**Excerpted data**.

--- Begin ---

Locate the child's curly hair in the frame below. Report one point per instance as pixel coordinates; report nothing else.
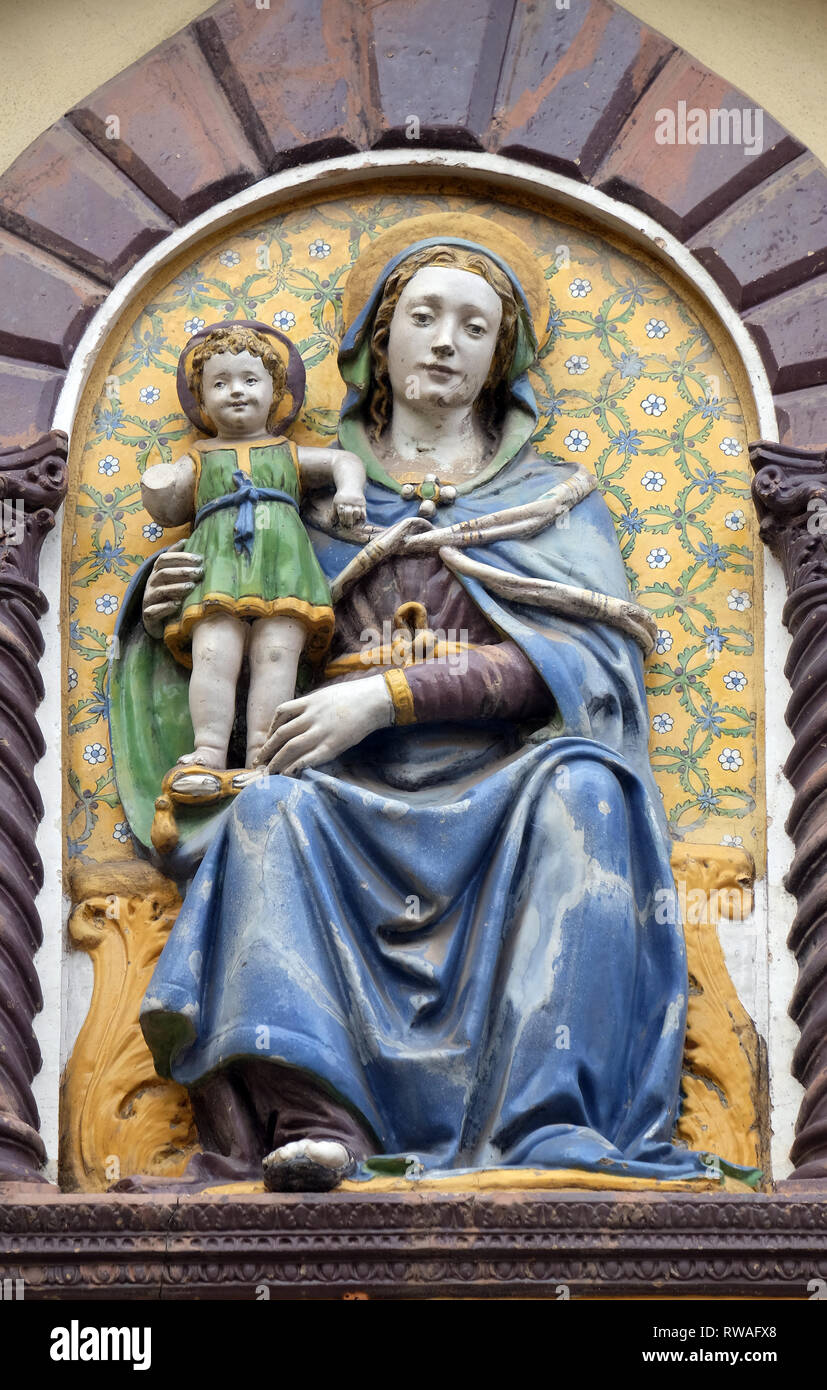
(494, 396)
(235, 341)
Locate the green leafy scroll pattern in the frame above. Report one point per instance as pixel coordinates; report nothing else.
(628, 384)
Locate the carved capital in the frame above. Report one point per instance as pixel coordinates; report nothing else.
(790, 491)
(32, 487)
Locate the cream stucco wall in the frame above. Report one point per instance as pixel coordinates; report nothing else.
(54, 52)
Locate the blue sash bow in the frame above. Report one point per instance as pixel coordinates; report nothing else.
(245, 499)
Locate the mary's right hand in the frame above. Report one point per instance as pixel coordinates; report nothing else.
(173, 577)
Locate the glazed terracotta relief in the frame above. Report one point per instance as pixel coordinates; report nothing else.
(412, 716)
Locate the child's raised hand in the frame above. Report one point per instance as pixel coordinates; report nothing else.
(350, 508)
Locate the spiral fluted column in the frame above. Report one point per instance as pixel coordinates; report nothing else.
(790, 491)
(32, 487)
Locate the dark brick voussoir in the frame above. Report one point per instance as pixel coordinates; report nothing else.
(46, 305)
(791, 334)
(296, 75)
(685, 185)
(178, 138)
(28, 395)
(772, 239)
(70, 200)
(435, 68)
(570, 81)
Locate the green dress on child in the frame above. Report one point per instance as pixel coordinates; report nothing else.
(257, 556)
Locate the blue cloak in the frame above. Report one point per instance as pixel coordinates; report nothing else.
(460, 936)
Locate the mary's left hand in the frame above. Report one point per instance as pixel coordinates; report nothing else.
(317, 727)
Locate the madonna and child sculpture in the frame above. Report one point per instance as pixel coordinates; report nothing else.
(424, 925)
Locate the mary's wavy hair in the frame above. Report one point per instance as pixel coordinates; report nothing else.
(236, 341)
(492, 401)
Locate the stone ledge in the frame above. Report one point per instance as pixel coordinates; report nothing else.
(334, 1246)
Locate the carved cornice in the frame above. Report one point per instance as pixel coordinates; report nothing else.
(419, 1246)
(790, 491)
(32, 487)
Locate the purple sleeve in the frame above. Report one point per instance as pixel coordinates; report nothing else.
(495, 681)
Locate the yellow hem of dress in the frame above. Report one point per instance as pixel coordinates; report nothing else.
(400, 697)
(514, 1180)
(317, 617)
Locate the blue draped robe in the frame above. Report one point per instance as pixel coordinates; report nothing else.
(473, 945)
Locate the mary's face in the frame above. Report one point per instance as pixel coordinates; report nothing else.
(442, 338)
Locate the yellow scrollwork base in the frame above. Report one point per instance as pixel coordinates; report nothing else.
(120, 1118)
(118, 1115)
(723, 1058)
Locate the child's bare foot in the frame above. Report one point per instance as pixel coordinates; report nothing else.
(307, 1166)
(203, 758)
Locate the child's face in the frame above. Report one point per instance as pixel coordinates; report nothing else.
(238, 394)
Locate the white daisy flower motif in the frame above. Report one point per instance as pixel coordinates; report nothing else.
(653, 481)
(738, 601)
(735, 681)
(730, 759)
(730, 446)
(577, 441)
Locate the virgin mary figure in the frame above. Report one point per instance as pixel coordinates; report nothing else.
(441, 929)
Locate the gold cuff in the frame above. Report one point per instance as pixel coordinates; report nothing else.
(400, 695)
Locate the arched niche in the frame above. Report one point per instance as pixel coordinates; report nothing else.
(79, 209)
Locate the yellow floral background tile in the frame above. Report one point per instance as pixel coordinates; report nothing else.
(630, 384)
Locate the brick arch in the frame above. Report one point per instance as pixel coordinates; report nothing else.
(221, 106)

--- End ---

**The task**. From the line holding "Locate the virgin" through the last line above, reproduce each line exactly and add nothing.

**Task response**.
Locate the virgin mary figure in the frame above. Report one point per instance as pixel coordinates; report nothing else.
(441, 929)
Locate the gold cuff in the frame above. Report one point per instance as pixel coordinates; report nothing else.
(400, 695)
Locate the arched niche in the frame above. Report one point per instance as pixel coordinates; report nothing else.
(79, 209)
Locate the yellow floral background tile in the frame above. Report one point per instance as pixel coordinates; report nothing else.
(630, 384)
Locate the brick arch in the frame above. Report one point per instance as pixel coordinates; report nothing else.
(221, 106)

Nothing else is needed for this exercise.